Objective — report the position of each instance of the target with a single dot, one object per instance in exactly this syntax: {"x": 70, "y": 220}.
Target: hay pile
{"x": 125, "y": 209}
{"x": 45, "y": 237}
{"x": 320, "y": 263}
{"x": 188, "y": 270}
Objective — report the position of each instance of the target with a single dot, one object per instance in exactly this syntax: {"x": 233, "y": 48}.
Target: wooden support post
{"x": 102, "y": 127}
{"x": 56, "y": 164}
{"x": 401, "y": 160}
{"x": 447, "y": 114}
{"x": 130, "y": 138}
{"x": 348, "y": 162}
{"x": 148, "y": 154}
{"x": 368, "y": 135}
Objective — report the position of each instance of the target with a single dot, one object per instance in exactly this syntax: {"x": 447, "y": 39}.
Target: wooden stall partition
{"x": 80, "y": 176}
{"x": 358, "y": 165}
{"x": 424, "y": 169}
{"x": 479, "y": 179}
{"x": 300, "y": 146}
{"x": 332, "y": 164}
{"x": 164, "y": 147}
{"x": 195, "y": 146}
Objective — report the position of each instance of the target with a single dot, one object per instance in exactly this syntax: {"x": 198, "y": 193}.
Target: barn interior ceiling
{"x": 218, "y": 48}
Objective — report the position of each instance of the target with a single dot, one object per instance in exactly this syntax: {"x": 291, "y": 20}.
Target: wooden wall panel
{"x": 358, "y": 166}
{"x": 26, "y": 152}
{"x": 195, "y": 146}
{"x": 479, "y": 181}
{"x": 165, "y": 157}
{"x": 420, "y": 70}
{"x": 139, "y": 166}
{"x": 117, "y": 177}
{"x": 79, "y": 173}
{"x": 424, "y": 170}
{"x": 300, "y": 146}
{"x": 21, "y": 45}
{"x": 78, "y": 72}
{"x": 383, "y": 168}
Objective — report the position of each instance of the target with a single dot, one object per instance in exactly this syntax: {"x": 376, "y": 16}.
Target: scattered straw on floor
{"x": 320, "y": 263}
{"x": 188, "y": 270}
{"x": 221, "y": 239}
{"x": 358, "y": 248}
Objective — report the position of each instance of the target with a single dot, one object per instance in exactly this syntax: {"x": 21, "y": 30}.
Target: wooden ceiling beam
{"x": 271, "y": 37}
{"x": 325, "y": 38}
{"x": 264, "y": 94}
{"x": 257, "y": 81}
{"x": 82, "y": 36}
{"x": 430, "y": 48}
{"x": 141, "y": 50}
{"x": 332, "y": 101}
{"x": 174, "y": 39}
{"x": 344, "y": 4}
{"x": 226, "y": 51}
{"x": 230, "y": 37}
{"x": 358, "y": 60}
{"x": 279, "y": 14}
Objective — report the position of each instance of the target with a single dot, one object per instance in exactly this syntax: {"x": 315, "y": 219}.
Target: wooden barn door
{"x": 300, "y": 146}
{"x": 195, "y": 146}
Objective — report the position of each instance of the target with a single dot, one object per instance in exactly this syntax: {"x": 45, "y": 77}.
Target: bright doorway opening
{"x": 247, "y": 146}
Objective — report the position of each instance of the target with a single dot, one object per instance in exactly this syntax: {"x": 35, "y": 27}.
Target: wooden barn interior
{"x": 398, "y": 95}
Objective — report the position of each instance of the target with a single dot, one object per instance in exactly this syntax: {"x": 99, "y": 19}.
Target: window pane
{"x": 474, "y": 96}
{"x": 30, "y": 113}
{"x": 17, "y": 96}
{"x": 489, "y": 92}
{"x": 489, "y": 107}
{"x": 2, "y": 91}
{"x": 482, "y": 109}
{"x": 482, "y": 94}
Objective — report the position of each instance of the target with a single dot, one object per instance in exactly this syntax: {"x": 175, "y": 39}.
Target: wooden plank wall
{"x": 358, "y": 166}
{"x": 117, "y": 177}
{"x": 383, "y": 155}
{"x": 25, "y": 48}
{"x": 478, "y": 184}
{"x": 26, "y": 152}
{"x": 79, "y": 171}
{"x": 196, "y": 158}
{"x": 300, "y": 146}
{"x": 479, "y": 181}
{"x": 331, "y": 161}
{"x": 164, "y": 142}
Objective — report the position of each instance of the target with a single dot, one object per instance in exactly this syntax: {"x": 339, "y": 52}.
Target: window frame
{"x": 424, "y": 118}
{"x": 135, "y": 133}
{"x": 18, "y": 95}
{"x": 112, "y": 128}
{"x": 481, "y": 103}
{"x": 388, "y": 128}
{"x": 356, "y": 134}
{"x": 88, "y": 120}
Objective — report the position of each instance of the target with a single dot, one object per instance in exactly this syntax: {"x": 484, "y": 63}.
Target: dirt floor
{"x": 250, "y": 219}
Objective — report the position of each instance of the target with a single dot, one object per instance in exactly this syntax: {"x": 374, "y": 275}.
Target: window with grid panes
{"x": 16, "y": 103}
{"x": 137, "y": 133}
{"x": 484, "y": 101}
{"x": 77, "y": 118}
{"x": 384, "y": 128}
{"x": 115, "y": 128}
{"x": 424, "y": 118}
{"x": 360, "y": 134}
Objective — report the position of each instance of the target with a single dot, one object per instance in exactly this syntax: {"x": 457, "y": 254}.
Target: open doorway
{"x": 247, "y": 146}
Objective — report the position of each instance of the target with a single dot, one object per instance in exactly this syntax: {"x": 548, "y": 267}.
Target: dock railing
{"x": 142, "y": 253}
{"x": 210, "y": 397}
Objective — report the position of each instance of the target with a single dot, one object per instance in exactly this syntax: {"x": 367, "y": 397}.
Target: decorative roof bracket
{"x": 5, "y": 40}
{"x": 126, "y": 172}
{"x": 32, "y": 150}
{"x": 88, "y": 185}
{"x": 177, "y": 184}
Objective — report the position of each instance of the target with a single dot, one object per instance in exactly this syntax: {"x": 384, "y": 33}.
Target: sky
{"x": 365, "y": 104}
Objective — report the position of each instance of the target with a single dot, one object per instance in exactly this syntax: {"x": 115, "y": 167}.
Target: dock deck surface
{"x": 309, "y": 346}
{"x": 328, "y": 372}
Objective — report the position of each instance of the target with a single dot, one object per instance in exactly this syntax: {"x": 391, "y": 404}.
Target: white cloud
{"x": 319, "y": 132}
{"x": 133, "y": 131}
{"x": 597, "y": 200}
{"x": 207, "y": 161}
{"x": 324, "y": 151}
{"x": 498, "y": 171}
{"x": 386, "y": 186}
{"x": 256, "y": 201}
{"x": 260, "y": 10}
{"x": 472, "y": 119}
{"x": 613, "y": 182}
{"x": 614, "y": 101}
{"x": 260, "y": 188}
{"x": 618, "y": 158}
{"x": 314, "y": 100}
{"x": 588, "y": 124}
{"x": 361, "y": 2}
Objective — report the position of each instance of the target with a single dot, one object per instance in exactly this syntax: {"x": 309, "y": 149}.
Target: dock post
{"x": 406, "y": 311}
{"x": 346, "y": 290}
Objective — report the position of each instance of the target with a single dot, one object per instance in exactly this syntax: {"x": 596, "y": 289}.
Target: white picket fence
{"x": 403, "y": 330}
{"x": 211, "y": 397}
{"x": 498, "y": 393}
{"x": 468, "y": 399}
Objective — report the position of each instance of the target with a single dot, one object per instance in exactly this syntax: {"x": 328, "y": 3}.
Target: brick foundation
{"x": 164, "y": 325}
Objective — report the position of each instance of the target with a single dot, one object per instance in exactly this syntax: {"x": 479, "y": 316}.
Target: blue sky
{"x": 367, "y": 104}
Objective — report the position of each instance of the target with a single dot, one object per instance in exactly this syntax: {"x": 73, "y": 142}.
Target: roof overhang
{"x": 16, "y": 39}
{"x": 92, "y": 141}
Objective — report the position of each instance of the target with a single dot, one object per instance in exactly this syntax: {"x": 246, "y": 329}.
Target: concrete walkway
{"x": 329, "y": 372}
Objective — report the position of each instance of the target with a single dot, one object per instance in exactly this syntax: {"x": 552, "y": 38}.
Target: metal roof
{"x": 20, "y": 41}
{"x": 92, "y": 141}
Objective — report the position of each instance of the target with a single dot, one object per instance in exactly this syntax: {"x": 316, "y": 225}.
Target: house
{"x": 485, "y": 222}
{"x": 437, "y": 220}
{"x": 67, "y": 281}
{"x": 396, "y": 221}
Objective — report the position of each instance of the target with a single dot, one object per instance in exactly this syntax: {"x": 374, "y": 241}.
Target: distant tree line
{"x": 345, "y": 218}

PROBLEM STATEMENT
Copy every line in the entries above that contains the word "wall". Case counts.

WRITTEN REPLY
Target: wooden wall panel
Target: wooden plank wall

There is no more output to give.